TASK INPUT:
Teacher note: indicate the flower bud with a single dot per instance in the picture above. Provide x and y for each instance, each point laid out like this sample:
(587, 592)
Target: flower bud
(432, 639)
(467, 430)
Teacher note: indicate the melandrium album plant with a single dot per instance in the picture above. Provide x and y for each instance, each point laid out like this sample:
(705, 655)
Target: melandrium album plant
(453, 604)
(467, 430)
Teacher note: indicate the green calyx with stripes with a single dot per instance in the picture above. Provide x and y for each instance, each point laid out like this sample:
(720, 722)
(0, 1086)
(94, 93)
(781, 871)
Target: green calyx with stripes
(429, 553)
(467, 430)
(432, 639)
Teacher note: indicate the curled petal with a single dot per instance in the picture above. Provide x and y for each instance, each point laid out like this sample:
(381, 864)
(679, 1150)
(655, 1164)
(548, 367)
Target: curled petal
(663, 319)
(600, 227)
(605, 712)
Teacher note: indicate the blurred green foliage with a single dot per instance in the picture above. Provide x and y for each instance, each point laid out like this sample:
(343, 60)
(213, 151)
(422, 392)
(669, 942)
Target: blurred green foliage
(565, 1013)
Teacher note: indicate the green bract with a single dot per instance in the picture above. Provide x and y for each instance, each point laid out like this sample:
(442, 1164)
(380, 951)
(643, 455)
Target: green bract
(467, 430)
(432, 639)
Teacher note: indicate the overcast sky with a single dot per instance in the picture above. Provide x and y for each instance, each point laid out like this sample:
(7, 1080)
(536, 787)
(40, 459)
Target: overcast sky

SHORT TASK: Copy out all of the records above again, substituting "Instructor note" for every occurrence of "Teacher note" and leaving everything else unchanged.

WRITTEN SOLUTION:
Instructor note: indicate the flower bud with a single dot per instance in the picture above. Provide x and y for each instance, each point laid out like this sample:
(587, 592)
Target: flower bud
(432, 639)
(467, 430)
Instructor note: indicate the melandrium album plant with a single dot per instance in the picture above. Provide x and y for each instance, each point laid out like this sample:
(705, 655)
Target: melandrium album plant
(453, 604)
(467, 430)
Instructor note: indicate the green calyx with stripes with a single dot per instance in the picture above. Provide x and y for each instance, each point laid out like this sample:
(720, 722)
(0, 1086)
(94, 93)
(781, 871)
Target: green calyx with stripes
(429, 553)
(467, 430)
(432, 639)
Instructor note: indicate the curled petal with a single dot per instance in the picture above. Provide x and y for each instance, each point laid out like this sample:
(381, 864)
(679, 1150)
(655, 1164)
(548, 367)
Target: curled petal
(663, 319)
(600, 227)
(605, 712)
Instructor note: indicate the blurred green foliage with a single dot per instance in the picture above. Provide x and y for each instance, each point laid out like this sample:
(343, 60)
(213, 151)
(422, 392)
(669, 942)
Target: blurred green foliage
(565, 1013)
Instructor note: indicate the green bract with a single dot per instance in the picture above. Provide x and y for each instance, each point laid out like this sample:
(442, 1164)
(380, 951)
(643, 455)
Target: green bract
(467, 430)
(432, 639)
Instructor note: indicate the overcast sky with a single dot per instance in the picture above. Provide x and y for each instance, each point laid out like this sample:
(7, 1080)
(536, 787)
(40, 459)
Target: overcast sky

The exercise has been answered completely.